_TEXT PROVIDED_.
● ● ● ● ● ● ●

I decide to do nothing. Eventually the rope is pushed through the bow roller and looped over the cleat. We relax. The suspicious lady on the Moody disappears down below. Pink launch man draws alongside and tells us how much we have to pay for the night. It’s reasonable, considering he will also act as a water taxi, taking us to and from the shore up until 10 pm for no extra charge.

Going ashore in the pink launch.

We eat that evening in the sailing club. Later, Peter and Joanne take their suitcases over from Ruby Tuesday on the pink launch to leave them in the club house, and they make arrangements to collect them in the morning. They are catching the train for London at 0900, but as the pink launch doesn’t start until 0900, I will have to take them across in our little dinghy in the morning. It makes it easier if their suitcases are already ashore.

The moon rises over the harbour while we sit on deck and have our last drink together. Tomorrow it is supposed to be a ‘blood moon’ with the earth eclipsing the light from the sun. We make a mental note to see it if we can.

Moon rising over Holyhead harbour.

● ● ● ● ● ● ●

_DATASET EXCERPT_.
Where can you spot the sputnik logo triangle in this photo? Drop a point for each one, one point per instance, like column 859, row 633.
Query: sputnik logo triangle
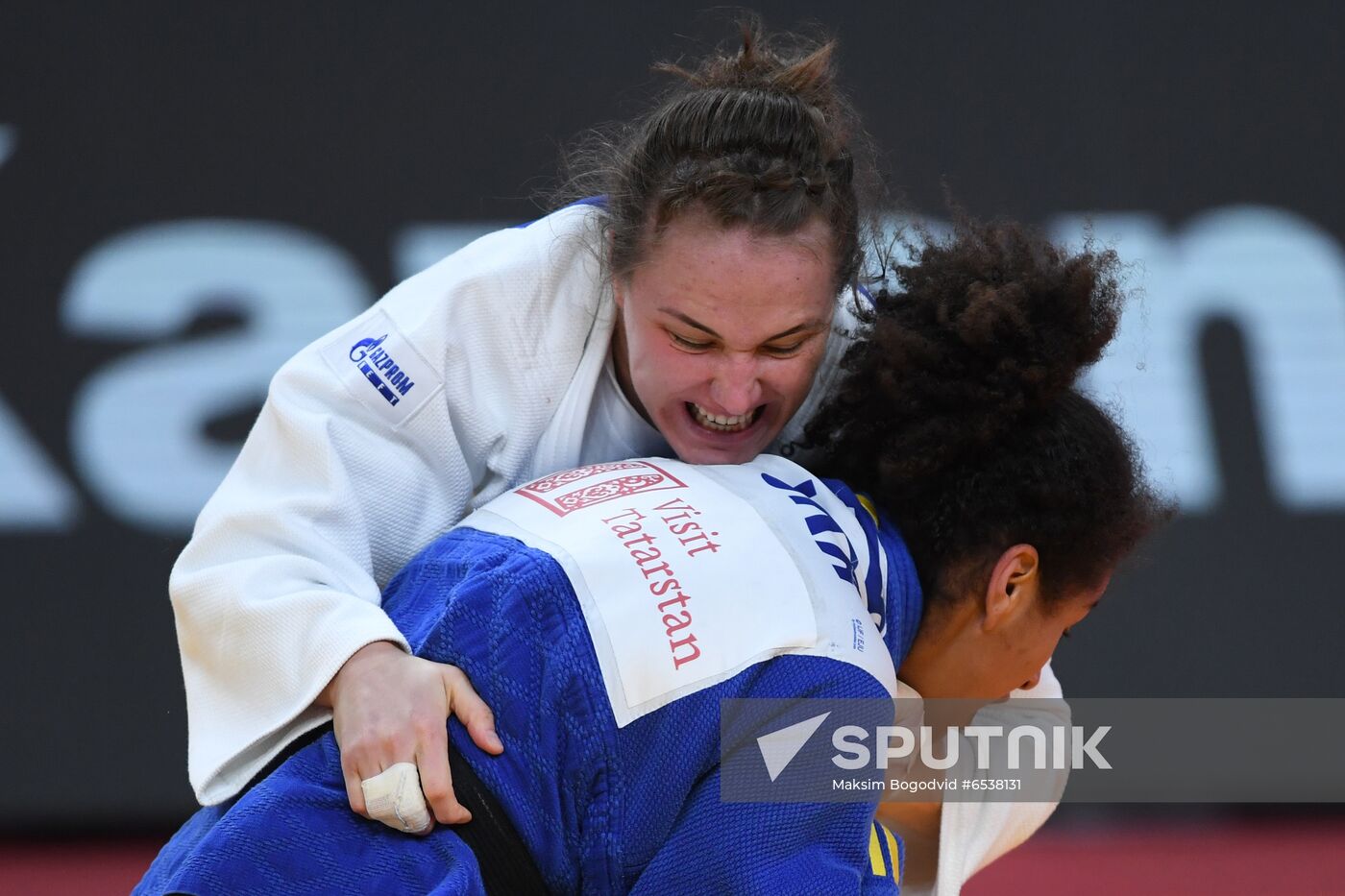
column 780, row 747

● ● ● ● ● ● ●

_YOUR TASKS_.
A) Return the sailing passage verbatim from "Going ashore in" to "it if we can.".
B) Write the next part of the sailing passage, picking up right after its final sentence.
The listing has no connection to the sailing passage.

_ANSWERS TO EACH TASK_.
A)
Going ashore in the pink launch.

We eat that evening in the sailing club. Later, Peter and Joanne take their suitcases over from Ruby Tuesday on the pink launch to leave them in the club house, and they make arrangements to collect them in the morning. They are catching the train for London at 0900, but as the pink launch doesn’t start until 0900, I will have to take them across in our little dinghy in the morning. It makes it easier if their suitcases are already ashore.

The moon rises over the harbour while we sit on deck and have our last drink together. Tomorrow it is supposed to be a ‘blood moon’ with the earth eclipsing the light from the sun. We make a mental note to see it if we can.

B)
Porth Dinllaen

We leave Pwllheli at 1230 so that we can arrive at Bardsey Sound at slack water at 1630 and take advantage of the north flowing tidal stream beyond that. A few other boats seem to have the same idea, and for a while we form an orderly procession as we proceed down St Tudwal’s Roads and sail between St Tudwal’s Islands. I read later that St Tudwal was a monk from Brittany who retired to one of these islands to become a hermit. The remains of his monastery are still on one of the islands.

Leaving Pwllheli on St Tudwal’s Roads.

We pass Porth Ceiriad and then the broad sweeping bay of Porth Neigwl, and Bardsey Island comes into view. Porth Neigwl translates as Hell’s Mouth, and we wonder what terrible events must have happened for it to earn such a name. All seems tranquil at the moment though, so much so that the wind dies right off and we have to motor to reach Bardsey Sound in time for slack water.

Approaching Bardsey Island.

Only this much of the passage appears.